# The Gift of Singleness



## YoungLearner (Dec 2, 2014)

Ok, this is probably not going to be an easy question to answer, at least not over the Internet.

I think that I've probably been given the gift of singleness, as I have no desire to ever get married. It's not a matter of putting off marriage because of immaturity or selfishness, because I am not immature and I love to help others and enjoy putting them before myself. The only thing remotely similar that I desire, is to have at least one Godly companion...someone I can talk to and understand and that will understand me. I am not attracted to anyone physically, but I am attracted to people in a spiritual and intellectual platonic way.

Both Paul and our Lord mentioned that the gift of singleness was to be used for the benefit and advancement of the Kingdom. How would I best serve this purpose since I am a woman? 

Does anyone have any advice? Being without a pastor or church, all of you are the closest things I have. 

Thanks!


----------



## Hamalas (Dec 2, 2014)

Great questions; and as you say, probably not questions we can answer through something as impersonal and distant as an internet discussion forum. What keeps you from being part of a local fellowship of believers? Have you ever been part of a local church? Maybe knowing a bit more about your background in these areas would help us to help you.


----------



## Andres (Dec 2, 2014)

I didn't think one could be a member of the board without being a member of a local church?


----------



## Romans922 (Dec 2, 2014)

YoungLearner said:


> Ok, this is probably not going to be an easy question to answer, at least not over the Internet.
> 
> I think that I've probably been given the gift of singleness, as I have no desire to ever get married. It's not a matter of putting off marriage because of immaturity or selfishness, because I am not immature and I love to help others and enjoy putting them before myself. The only thing remotely similar that I desire, is to have at least one Godly companion...someone I can talk to and understand and that will understand me. I am not attracted to anyone physically, but I am attracted to people in a spiritual and intellectual platonic way.
> 
> ...

REQUIRED WORK:
**1)** How would you render this sentence from the forum thread in Spanish: "Have you ever been part of a local church?"
**2)** Can you give again, unchanged, the part of the records below that opens with the line containing "Pick out the curved" and closes with the line containing "x=256, y=665"?

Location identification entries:

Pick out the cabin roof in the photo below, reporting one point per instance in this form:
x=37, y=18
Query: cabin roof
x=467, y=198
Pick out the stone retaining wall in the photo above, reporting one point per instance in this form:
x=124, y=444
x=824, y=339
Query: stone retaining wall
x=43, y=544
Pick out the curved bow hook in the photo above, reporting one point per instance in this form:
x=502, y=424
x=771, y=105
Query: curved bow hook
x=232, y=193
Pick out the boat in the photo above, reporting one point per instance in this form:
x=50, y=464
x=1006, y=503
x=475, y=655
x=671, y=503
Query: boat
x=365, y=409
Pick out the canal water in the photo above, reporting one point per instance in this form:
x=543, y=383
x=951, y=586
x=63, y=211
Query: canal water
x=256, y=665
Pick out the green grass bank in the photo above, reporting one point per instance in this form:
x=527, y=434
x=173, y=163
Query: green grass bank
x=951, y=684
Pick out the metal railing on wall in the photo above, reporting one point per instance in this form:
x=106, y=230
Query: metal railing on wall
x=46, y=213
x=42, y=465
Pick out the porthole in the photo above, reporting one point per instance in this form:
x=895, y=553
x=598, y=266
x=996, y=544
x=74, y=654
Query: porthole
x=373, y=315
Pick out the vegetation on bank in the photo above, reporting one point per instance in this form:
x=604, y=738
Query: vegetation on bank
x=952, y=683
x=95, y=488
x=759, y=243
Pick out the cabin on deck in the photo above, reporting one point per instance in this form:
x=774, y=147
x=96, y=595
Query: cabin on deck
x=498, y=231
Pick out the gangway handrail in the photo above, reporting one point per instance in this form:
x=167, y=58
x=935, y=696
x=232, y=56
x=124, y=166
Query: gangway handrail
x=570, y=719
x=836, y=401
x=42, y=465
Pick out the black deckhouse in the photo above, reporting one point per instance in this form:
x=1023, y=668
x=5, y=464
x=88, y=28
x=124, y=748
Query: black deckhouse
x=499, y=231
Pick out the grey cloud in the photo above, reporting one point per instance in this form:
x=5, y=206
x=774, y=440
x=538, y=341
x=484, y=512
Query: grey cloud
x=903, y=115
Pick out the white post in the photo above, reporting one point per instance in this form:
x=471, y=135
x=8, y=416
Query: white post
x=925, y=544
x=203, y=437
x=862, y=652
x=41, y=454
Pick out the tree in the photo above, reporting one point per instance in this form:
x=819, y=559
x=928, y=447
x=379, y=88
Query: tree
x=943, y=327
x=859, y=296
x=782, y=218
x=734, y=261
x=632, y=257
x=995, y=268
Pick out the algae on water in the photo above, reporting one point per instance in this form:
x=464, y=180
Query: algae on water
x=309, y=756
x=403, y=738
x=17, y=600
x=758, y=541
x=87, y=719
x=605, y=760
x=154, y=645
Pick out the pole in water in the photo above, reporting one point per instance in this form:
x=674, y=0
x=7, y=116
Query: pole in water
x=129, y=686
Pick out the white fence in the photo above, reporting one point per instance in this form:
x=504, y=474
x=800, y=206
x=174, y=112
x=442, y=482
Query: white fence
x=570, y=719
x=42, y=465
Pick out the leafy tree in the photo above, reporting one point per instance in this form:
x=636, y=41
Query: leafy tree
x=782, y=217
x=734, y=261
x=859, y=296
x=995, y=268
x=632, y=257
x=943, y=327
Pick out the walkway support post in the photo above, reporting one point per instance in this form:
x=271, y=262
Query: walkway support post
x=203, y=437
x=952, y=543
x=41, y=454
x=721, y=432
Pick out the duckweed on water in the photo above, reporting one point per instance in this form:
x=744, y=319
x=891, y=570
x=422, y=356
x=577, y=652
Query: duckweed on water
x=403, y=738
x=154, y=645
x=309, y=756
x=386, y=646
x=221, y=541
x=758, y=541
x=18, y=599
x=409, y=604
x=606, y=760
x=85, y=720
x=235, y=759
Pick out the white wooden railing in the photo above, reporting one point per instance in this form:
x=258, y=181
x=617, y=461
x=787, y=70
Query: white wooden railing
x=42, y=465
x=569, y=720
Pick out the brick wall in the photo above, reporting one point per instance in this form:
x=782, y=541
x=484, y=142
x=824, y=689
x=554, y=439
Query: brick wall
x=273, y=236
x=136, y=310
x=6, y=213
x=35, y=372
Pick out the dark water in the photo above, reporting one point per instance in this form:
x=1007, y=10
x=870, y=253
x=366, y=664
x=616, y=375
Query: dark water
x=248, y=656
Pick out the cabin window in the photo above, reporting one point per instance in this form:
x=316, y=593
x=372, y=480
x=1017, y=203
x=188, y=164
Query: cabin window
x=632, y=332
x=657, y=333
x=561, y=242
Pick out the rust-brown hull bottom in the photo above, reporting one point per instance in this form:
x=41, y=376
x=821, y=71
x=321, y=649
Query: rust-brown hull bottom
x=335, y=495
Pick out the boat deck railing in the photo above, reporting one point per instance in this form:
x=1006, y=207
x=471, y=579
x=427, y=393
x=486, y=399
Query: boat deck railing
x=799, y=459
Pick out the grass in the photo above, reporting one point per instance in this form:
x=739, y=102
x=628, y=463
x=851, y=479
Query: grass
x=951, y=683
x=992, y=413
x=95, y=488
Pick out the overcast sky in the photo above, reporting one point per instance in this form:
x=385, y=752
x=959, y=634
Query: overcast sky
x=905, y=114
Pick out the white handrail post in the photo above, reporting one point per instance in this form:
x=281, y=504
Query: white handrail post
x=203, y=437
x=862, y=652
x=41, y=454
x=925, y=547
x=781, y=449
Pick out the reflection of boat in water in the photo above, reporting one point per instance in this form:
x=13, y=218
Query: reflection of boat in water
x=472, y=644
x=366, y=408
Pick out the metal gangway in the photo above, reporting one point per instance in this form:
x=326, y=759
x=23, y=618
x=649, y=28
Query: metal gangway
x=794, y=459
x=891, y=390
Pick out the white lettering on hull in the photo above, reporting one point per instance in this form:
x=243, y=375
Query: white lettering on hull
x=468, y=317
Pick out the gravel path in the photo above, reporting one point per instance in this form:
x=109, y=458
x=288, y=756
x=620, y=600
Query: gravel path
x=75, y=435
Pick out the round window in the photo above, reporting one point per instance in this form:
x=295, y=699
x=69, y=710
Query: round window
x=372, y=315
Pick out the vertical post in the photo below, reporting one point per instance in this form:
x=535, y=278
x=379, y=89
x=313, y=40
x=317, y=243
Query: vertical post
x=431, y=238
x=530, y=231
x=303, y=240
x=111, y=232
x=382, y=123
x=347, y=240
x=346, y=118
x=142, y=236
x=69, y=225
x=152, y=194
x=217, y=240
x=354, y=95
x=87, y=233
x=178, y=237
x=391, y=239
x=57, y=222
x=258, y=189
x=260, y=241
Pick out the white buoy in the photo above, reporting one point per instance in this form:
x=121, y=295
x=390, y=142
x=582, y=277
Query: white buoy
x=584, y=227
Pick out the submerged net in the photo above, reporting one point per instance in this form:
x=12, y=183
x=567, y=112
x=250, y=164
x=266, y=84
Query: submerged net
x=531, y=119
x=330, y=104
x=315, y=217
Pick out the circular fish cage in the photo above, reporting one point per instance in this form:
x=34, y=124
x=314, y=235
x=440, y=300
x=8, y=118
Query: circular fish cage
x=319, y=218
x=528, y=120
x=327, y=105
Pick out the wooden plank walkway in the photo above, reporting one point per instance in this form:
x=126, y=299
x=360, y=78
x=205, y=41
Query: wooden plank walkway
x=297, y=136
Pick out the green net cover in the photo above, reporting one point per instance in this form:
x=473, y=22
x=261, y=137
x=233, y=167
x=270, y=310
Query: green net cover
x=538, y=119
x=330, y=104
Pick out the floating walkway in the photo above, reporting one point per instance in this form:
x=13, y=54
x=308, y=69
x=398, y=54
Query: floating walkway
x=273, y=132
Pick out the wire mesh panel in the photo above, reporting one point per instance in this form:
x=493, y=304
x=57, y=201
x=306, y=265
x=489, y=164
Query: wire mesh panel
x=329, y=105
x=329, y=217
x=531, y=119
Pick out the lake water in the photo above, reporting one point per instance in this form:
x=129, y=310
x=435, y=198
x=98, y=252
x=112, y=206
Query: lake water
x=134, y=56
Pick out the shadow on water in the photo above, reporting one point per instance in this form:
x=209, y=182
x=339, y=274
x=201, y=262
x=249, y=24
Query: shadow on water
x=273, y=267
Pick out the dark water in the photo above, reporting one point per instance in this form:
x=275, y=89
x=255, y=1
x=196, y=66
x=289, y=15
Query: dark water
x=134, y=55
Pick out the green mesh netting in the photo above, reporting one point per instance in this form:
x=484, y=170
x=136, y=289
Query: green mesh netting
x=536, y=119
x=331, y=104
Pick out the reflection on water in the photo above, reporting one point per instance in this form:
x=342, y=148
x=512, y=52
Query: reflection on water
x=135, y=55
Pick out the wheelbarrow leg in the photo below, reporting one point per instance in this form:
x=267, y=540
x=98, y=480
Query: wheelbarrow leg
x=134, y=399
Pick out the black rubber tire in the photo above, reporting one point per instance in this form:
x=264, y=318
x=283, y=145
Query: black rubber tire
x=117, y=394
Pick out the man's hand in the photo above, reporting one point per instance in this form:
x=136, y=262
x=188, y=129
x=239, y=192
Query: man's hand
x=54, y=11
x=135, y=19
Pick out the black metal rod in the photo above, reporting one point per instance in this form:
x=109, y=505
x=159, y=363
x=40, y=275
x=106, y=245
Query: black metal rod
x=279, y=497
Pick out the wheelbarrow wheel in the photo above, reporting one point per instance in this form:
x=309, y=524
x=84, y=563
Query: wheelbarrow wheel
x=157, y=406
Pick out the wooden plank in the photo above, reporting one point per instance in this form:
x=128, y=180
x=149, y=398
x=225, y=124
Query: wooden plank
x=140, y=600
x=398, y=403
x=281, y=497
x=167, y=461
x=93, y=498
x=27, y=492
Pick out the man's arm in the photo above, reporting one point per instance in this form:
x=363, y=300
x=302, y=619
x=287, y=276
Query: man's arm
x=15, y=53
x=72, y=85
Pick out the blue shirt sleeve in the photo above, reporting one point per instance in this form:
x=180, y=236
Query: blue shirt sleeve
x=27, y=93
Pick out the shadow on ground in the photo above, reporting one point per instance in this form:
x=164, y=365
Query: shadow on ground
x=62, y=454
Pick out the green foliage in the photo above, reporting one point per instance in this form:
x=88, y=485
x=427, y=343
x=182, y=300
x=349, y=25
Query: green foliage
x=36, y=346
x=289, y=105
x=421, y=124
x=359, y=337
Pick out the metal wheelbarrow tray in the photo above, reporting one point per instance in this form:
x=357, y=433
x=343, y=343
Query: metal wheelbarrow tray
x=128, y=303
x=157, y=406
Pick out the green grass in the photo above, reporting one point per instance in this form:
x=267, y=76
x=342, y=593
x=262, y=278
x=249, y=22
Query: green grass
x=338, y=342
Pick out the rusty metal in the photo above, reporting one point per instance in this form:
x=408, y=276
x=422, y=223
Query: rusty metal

ANSWERS IN ORDER:
**1)** ¿Alguna vez has formado parte de una iglesia local?

**2)**
Pick out the curved bow hook in the photo above, reporting one point per instance in this form:
x=502, y=424
x=771, y=105
Query: curved bow hook
x=232, y=193
Pick out the boat in the photo above, reporting one point per instance in this form:
x=50, y=464
x=1006, y=503
x=475, y=655
x=671, y=503
Query: boat
x=365, y=409
Pick out the canal water in the photo above, reporting one point per instance in this form:
x=543, y=383
x=951, y=586
x=63, y=211
Query: canal water
x=256, y=665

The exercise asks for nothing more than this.